- [Task details]
Count the lines in the items below that contain the string "blue", with case taken into account, and reply with that number alone.

-- START OF Material to process --

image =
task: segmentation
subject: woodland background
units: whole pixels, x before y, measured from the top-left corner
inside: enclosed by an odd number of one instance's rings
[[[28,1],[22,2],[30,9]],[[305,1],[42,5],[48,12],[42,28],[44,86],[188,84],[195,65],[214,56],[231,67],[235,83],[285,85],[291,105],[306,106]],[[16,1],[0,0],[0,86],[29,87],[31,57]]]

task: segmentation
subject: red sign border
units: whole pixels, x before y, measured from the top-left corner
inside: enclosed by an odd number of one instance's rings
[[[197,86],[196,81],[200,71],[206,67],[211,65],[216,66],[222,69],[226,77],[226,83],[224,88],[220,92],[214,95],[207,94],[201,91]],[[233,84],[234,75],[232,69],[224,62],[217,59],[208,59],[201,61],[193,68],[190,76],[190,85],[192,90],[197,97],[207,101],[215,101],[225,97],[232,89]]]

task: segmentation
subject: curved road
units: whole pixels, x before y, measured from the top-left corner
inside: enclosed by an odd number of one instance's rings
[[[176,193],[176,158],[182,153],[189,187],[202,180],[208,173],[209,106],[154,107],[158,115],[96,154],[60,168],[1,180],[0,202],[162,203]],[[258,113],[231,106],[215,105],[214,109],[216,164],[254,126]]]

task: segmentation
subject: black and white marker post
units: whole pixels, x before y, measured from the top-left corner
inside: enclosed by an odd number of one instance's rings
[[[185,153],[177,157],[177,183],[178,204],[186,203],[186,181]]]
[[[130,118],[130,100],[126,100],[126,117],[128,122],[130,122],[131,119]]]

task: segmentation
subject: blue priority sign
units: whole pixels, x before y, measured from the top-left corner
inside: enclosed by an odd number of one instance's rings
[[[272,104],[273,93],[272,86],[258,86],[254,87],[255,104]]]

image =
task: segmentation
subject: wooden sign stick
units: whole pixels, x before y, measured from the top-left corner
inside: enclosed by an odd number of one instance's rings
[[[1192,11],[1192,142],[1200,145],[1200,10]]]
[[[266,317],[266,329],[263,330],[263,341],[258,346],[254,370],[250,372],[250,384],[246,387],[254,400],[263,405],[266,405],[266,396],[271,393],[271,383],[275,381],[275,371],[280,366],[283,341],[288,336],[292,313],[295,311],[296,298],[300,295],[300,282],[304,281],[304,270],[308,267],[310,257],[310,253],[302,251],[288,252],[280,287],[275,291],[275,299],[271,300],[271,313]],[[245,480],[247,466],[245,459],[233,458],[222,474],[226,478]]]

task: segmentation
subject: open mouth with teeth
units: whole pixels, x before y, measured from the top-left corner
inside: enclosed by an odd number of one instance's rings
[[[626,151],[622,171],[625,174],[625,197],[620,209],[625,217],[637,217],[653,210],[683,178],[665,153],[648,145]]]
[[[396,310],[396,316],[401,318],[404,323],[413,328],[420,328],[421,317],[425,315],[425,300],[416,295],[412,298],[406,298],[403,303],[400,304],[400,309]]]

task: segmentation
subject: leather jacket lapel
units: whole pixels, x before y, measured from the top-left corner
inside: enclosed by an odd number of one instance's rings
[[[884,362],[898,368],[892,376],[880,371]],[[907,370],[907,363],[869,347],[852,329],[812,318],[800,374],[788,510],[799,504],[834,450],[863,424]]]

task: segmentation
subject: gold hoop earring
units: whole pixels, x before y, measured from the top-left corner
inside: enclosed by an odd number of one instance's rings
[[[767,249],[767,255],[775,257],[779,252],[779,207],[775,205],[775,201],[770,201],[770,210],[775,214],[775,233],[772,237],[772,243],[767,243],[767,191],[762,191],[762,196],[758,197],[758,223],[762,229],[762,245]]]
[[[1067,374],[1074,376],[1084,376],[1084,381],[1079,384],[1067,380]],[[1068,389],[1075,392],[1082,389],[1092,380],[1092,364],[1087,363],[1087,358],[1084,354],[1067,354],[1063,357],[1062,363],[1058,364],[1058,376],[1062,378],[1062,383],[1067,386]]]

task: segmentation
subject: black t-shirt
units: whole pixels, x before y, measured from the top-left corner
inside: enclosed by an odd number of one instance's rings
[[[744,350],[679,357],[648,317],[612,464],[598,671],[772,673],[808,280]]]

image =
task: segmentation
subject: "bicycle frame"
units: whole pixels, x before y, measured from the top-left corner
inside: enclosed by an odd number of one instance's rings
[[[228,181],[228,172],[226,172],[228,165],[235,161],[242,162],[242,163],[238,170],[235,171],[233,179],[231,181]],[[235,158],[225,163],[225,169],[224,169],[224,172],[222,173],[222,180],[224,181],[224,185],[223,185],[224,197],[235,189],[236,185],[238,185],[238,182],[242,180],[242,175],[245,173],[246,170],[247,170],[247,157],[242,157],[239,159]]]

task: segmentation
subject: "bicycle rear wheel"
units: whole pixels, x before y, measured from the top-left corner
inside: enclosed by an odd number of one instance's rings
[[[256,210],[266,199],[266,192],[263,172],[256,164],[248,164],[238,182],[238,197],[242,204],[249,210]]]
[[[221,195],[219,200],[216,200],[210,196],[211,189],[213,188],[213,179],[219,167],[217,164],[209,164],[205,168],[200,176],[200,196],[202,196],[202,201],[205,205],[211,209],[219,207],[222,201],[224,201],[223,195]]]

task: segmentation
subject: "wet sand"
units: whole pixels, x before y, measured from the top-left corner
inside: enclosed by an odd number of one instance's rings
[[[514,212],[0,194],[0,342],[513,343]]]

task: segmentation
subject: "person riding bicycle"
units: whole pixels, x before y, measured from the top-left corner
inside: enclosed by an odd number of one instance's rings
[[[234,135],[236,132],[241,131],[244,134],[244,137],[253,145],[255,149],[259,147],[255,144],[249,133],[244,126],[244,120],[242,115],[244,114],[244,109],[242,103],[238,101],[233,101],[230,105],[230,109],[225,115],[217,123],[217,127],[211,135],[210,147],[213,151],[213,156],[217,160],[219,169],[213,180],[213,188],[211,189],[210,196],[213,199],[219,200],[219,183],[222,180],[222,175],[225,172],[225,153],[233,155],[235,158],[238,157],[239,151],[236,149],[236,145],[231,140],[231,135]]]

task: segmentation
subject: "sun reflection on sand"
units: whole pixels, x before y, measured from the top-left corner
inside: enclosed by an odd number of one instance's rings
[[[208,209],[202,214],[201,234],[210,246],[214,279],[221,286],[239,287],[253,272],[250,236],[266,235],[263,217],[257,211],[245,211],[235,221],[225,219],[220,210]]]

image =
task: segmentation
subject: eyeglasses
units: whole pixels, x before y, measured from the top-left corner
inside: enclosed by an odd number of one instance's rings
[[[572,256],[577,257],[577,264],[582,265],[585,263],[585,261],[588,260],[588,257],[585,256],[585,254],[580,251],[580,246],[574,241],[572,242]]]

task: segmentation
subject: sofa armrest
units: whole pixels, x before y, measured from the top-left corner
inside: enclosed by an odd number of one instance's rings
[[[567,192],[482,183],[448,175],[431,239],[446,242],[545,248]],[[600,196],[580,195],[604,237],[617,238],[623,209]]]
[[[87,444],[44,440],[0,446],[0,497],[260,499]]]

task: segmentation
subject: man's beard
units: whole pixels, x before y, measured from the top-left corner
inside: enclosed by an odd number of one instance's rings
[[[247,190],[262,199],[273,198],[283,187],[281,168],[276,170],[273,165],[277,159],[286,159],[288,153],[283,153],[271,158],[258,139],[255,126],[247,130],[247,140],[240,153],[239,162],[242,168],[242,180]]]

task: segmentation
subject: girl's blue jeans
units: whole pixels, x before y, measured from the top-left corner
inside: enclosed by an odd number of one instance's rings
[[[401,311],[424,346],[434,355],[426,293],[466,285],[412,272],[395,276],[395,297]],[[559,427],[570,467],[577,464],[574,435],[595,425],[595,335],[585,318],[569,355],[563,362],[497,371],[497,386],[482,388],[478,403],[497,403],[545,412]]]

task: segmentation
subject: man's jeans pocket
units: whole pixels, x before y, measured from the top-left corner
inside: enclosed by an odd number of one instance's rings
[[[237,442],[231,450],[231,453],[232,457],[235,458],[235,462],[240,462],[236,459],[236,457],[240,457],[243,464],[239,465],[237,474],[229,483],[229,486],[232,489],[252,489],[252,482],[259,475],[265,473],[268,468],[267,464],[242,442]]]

-- END OF Material to process --

- [Finished answer]
2